Carry on the legal text on former section 954(d)(3) and Brown Cayman's share of the Brinco partnership income from the point where it ends.

═════ Reading text

A "related person" is defined in section 954 (d)(3), as in effect for the taxable year in issue (former section 954 (d)(3)), as follows:
(3) RELATED PERSON DEFINED. — For purposes of this section, a person is a related person with respect to a controlled foreign corporation, if —
(A) such person is an individual, partnership, trust, or estate which controls the controlled foreign corporation;
(B) such person is a corporation which controls, or is controlled by, the controlled foreign corporation; or
(C) such person is a corporation which is controlled by the same person or persons which control the controlled foreign corporation.
For purposes of the preceding sentence, control means the ownership, directly or indirectly, of stock possessing more than 50 percent of the total combined voting power of all classes of stock entitled to vote. For purposes of this paragraph, the rules for determining ownership of stock prescribed by section 958 shall apply.
[Emphasis added.]
Petitioner argues that under former section 954 (d)(3) (the law applicable to the dispute in this case), Brinco was not a related person to Brown Cayman or Brown Group International. Petitioner further argues that absent such relationship under former section 954 (d)(3), Brown Cayman's distributive share of the Brinco partnership income is not subpart F income with respect to Brown Cayman or Brown Group International.
Respondent does not dispute that, under former section 954 (d)(3), Brinco was not a related person to Brown Cayman or Brown Group International. Instead, respondent argues that the general principles of the aggregate theory of partnership taxation require that Brown Cayman be treated as if its distributive share of Brinco's income had been earned directly from the source from which Brinco earned its income and, after applying such concept, that Brown Cayman's distributive share of Brinco's income would be subpart F income to Brown Cayman. As such, respondent further argues that Brown Group International, the U.S. shareholder of Brown Cayman, must include its pro rata share of Brown Cayman's subpart F income in its gross income under section 951 (a).

══════════
═════ Stored records

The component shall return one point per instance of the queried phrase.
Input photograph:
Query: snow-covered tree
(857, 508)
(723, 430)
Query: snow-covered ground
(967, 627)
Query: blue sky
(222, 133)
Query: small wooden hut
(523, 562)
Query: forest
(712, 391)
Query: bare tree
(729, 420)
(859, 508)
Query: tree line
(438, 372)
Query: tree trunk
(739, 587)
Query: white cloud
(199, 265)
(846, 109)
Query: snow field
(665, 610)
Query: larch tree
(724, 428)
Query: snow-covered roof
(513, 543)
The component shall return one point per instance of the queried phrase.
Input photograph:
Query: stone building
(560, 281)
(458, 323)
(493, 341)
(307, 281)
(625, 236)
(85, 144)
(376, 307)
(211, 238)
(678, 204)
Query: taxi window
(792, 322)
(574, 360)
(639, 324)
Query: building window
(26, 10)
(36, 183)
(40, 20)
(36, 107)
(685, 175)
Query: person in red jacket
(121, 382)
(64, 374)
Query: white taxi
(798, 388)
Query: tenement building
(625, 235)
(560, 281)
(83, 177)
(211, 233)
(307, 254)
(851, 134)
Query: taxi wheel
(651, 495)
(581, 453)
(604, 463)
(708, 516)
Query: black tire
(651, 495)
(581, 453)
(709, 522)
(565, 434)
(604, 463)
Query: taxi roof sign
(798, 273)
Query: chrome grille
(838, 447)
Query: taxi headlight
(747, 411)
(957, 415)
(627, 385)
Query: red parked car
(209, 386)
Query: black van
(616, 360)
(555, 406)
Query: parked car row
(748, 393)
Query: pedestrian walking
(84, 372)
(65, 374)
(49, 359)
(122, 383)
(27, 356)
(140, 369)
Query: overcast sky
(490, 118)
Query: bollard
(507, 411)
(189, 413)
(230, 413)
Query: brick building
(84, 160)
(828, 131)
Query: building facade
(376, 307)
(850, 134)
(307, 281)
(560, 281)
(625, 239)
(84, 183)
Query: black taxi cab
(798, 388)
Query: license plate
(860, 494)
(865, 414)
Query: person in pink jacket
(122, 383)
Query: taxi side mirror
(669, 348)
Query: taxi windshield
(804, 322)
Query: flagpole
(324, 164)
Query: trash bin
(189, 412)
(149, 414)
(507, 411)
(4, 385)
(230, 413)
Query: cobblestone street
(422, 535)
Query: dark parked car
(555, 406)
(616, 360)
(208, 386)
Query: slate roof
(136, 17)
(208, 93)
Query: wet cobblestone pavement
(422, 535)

══════════

▶ **Response to the task**:
We agree with petitioner. Although we accept petitioner's conclusion that Brown Cayman's distributive share of the Brinco partnership income is not subpart F income with respect to Brown Cayman or Brown Group International, we arrive at such conclusion by way of an analysis different from that advanced by petitioner.
B. Level at Which Characterization of Income Determined — Partner vs. Partnership Level 1. Applicable Partnership Taxation Concepts
A partnership itself is not subject to Federal income tax. Sec. 701. Rather, persons carrying on a business as partners bear the tax burden in their separate capacity. Each partner generally takes into account his distributive share of the partnership's income, gain, loss, deduction, and credit. Secs. 701, 702 (a), (c), 703 (a).
The character of these items is determined under section 702 (b). Specifically, section 702 (b) provides:
The character of any item of income, gain, loss, deduction or credit included in a partner's distributive share * * * shall be determined as if such item were realized directly from the source from which realized by the partnership, or incurred in the same manner as incurred by the partnership. [Emphasis added.]
Furthermore, section 1.702-1 (b), Income Tax Regs., provides that
The character in the hands of a partner of any item of income, gain, loss, deduction, or credit * * * shall be determined as if such item were realized directly from the source from which realized by the partnership or incurred in the same manner as incurred by the partnership. For example, a partner's distributive share of gain from the sale of depreciable property used in the trade or business of the partnership shall be considered as gain from the sale of such depreciable property in the hands of the partner. Similarly, a partner's distributive share of partnership "hobby losses" (section 270) or his distributive share of partnership charitable contributions to organizations qualifying under section 170 (b)(1)(A) retains such character in the hands of the partner.
The segregation of these items neutralizes the tax effects of the use of the partnership form and preserves the character of each item in the hands of the partners. 1 McKee et al., Federal Taxation of Partnerships and Partners, par. 9.01[3][a], at 9-9 (2d ed. 1990). Thus, the integrity of other Code provisions that impose limitations on the computation of taxable income, gain, loss, deductions, or credits is protected.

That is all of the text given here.